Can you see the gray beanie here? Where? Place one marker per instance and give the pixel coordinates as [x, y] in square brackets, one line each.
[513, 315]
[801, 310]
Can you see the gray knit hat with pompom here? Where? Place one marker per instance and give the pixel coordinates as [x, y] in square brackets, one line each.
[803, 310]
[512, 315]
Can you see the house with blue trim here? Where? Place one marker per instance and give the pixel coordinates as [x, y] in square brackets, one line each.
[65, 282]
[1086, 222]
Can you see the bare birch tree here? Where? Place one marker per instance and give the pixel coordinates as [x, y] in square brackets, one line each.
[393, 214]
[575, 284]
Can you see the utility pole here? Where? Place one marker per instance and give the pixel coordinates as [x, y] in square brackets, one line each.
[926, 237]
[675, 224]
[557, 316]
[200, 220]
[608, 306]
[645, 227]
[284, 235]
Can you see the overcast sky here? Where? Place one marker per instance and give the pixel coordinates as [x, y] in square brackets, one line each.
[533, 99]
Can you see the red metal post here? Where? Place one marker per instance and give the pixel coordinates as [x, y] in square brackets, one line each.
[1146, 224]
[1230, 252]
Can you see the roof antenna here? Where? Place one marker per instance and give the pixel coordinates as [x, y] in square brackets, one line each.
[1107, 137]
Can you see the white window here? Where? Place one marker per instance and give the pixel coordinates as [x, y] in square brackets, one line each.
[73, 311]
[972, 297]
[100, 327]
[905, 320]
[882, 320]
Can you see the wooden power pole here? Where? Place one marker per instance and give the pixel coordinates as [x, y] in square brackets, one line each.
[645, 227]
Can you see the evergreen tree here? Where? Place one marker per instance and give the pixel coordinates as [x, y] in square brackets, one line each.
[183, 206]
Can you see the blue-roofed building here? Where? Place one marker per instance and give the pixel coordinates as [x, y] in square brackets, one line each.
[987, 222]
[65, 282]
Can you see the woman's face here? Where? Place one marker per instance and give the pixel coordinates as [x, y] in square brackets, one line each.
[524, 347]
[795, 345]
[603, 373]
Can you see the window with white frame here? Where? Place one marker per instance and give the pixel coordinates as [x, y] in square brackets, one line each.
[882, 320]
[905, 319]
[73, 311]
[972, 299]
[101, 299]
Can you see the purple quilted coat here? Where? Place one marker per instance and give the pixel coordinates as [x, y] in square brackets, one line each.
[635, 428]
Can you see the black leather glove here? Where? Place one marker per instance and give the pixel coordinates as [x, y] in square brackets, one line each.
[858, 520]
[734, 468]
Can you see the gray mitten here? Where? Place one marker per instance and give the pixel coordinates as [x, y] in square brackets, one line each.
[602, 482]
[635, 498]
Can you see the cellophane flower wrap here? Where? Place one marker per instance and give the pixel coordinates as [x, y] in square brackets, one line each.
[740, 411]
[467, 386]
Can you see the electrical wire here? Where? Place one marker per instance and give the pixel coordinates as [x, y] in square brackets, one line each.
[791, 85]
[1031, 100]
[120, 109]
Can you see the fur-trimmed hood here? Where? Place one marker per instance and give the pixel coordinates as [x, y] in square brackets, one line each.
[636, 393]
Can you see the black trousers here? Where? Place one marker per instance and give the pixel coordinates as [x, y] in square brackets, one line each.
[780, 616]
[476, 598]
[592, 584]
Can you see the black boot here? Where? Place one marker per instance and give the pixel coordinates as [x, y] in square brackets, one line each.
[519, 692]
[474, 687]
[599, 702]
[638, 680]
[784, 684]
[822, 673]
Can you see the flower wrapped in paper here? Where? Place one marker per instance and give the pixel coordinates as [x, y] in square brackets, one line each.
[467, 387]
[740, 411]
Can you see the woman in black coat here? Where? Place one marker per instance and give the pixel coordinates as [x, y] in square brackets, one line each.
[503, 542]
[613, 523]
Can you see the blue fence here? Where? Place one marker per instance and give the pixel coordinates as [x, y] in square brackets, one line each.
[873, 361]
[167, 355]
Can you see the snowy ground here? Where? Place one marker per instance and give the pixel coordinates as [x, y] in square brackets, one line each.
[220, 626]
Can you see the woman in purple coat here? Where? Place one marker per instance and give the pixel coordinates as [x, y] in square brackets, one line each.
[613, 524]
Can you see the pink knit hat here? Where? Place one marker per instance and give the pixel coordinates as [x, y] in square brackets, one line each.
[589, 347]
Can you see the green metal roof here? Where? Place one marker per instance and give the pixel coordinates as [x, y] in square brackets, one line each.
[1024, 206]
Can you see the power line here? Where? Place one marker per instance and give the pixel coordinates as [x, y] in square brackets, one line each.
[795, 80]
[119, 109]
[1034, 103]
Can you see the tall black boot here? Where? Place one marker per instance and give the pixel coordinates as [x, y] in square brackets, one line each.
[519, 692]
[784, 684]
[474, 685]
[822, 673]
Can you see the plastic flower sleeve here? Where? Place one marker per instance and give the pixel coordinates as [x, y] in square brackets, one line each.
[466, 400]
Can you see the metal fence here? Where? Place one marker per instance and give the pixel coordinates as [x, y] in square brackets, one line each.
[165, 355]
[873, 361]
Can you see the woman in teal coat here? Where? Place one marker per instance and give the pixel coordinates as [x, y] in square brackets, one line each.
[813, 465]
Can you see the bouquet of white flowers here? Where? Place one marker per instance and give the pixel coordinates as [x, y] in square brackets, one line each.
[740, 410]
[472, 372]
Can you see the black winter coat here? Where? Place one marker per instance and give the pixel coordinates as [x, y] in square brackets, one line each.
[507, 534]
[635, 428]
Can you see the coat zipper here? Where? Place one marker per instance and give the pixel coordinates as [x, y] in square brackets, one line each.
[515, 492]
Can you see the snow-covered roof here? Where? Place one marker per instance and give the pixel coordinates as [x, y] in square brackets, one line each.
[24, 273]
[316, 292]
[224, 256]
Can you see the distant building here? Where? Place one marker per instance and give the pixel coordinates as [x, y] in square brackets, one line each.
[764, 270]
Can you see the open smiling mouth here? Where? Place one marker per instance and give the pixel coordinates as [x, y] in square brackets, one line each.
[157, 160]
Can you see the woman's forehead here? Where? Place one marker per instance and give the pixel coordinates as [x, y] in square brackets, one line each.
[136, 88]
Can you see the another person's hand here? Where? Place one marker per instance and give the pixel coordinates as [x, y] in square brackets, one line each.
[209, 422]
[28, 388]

○ ○ ○

- _THE EXERCISE_:
Return, verbatim, the part of the lines above that opens with the very first line and closes with the line containing "[1086, 222]". Include both end lines.

- _EXERCISE RESPONSE_:
Can you see the gray beanie here? Where? Place one marker per instance and give the pixel coordinates as [x, y] in square brackets, one line each.
[513, 315]
[801, 310]
Can you see the gray knit hat with pompom here? Where? Place one marker per instance and give the pixel coordinates as [x, y] in square brackets, one line each.
[803, 310]
[512, 315]
Can you see the house with blue trim here? Where? Place one marker per instance and give the pixel coordinates as [x, y] in square brackets, one line each.
[65, 282]
[1086, 222]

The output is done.